• Raw data:
══════════

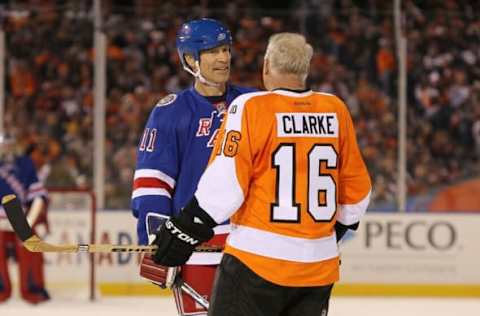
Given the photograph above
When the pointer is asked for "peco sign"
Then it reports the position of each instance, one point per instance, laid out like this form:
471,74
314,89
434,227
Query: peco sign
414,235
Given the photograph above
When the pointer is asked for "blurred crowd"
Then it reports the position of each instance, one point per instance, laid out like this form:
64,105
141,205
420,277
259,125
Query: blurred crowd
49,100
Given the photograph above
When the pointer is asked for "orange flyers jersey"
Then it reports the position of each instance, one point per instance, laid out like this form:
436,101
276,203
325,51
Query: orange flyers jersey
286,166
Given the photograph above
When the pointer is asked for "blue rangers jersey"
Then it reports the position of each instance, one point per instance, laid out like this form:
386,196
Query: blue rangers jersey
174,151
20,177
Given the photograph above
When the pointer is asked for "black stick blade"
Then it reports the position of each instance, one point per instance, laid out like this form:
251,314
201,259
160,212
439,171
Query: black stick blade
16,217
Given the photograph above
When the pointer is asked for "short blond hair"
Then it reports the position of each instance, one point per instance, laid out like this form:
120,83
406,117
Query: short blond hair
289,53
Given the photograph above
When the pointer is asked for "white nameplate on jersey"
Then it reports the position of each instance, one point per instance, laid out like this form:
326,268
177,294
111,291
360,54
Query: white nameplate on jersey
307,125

══════════

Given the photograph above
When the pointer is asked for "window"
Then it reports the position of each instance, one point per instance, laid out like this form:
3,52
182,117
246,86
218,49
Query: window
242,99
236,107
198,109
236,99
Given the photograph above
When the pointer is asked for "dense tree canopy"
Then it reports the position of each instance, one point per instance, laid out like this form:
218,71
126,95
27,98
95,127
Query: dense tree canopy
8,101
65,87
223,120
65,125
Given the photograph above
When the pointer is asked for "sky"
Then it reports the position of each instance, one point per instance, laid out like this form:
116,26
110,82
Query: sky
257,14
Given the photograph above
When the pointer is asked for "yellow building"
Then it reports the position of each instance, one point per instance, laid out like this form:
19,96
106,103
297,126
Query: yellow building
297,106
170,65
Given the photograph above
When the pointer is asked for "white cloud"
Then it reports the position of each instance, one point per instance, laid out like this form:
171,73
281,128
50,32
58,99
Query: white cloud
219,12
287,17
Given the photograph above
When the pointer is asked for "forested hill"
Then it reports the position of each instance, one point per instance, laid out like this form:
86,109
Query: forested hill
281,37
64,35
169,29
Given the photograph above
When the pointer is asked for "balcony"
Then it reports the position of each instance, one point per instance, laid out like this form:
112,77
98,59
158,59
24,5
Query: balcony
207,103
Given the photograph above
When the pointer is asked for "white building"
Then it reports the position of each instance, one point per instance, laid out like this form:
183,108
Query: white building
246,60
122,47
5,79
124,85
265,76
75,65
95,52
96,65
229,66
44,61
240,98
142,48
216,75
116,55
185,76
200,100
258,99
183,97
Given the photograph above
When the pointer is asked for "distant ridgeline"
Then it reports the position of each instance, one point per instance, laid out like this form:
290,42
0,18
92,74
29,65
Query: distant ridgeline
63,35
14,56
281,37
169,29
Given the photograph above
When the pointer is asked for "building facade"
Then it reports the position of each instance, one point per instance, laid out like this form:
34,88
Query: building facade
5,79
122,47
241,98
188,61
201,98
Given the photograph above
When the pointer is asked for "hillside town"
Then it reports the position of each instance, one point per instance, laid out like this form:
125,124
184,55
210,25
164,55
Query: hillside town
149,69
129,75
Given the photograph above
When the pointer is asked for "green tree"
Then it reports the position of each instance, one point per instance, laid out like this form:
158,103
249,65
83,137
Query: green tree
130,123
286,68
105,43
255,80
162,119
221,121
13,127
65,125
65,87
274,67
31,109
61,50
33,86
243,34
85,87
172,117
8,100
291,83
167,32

══════════

• Directions for this task:
Collect every line of the records above that contains the string "blue", treating uppercase and lowercase as distinct.

• Written solution:
When the pointer is asked for "blue rangers jersey"
Query: blue rangers jersey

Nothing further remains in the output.